Photo-based referring expression data:
((

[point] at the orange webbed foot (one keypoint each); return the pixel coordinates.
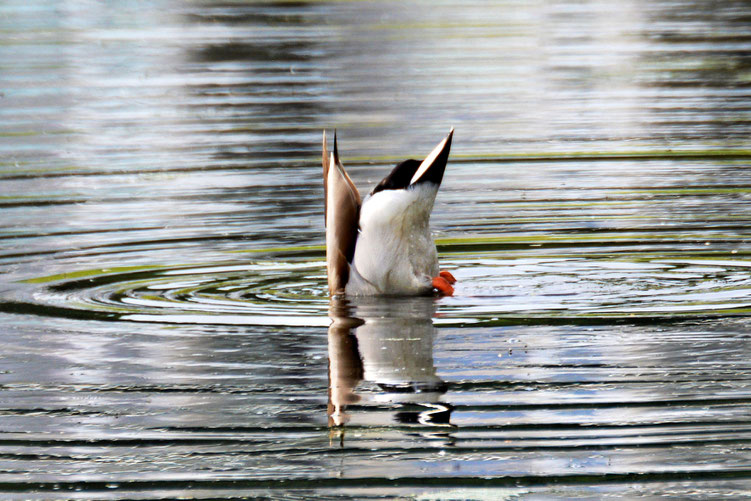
(447, 276)
(442, 285)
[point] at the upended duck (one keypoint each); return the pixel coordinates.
(382, 245)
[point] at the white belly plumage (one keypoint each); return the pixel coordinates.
(395, 252)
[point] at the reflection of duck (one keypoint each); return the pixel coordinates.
(382, 245)
(389, 343)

))

# TASK TO CARRY OUT
Return all records exactly as they stand above, except for pictures.

# RESPONSE TO THE EXERCISE
[point] at the orange webbed foot (one keypoint each); return the pixel coordinates.
(447, 276)
(442, 285)
[point] at the upended duck (one keypoint each); return the pixel coordinates.
(382, 245)
[point] at the white belly plumage (one keypoint each); return the pixel coordinates.
(395, 252)
[point] at the reflection of duck (one keypoint each); return the pixel coordinates.
(382, 245)
(389, 343)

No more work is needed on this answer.